*Task requirements*. Copy each entry exactly, leaving nothing out.

*Input*.
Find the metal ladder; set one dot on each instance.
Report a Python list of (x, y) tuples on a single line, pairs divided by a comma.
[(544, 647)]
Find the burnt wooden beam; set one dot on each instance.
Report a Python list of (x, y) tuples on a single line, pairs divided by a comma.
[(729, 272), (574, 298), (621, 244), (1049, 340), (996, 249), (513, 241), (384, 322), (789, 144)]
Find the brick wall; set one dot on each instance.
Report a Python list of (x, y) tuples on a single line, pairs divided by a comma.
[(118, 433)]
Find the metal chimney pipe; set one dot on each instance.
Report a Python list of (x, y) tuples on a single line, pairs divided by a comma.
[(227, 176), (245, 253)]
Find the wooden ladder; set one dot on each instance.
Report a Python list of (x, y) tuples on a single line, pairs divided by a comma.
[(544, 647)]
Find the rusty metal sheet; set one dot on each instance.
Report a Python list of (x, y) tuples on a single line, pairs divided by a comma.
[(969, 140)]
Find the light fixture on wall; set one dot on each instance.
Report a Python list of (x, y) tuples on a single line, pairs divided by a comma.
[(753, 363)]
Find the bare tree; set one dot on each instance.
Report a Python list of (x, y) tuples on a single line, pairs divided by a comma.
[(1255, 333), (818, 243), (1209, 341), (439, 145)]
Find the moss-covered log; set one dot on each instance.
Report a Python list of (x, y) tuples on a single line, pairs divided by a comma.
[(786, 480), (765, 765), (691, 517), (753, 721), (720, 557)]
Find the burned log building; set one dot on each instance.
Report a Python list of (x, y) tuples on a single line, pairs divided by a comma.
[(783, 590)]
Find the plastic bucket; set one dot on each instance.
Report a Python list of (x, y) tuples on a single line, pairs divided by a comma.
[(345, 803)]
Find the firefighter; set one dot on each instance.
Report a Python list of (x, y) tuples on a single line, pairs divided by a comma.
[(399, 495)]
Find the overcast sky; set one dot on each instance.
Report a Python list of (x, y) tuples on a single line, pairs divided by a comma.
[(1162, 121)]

*Exercise solution*.
Find the metal ladder; set one dot on each instance.
Report a Python list of (x, y) tuples on a single line, pairs divided by a comma.
[(544, 647)]
Find the burnt wooden beam; set one dot on each instance.
Report a Python list of (x, y) tuples on a single line, pairs divided by a comma.
[(729, 272), (574, 298), (621, 244), (1049, 340), (996, 249), (513, 241), (384, 322), (789, 144)]
Find the brick wall; set one dot on each instance.
Report a Python list of (x, y) tuples on a single line, pairs divided by a comma.
[(118, 433)]
Find the metal chimney pipe; set one dot on each instance.
Report a Python list of (x, y) tuples on a single line, pairs divided by a comma.
[(227, 176), (245, 253)]
Find the wooden ladder; set one dot on each instance.
Report a Python list of (x, y) tuples on a single line, pairs divided by a comma.
[(544, 647)]
Find the rusty metal sheet; set one dot on each instance.
Report a Python list of (x, y) tuples on a single line, pairs divided by a comma.
[(969, 140)]
Find the light fixture on wall; set one dot on each instance.
Report a Python list of (x, y) tuples on a single line, pairs divided by a comma.
[(753, 363)]
Find the bare tree; set one dot on each instance.
Report a Python list of (x, y) tuples on a single line, pairs divided by a comma.
[(1255, 333), (818, 243), (1209, 341), (439, 145)]
Find the moss-covered log; set one dot on each instance.
Report a Python list of (x, y) tuples on a single line, pairs divided by a comma.
[(786, 480), (765, 765), (691, 517), (753, 721), (720, 557)]
Find the burned log building; set one dot on each instance.
Report a Python list of (x, y) tuples on a single line, pairs divided by a comma.
[(783, 590)]
Find the plastic bucket; set one dot on each instance.
Report a Python list of (x, y) tuples on a single line, pairs divided by a comma.
[(345, 803)]
Find the firefighter; set one dot on each instance.
Report a Python list of (x, y) tuples on a single line, pairs divided by a comma.
[(399, 495)]
Find the overcast sky; set one dot on each instance.
Report a Python list of (x, y) tuples on a single line, pairs divided by a comma.
[(1162, 121)]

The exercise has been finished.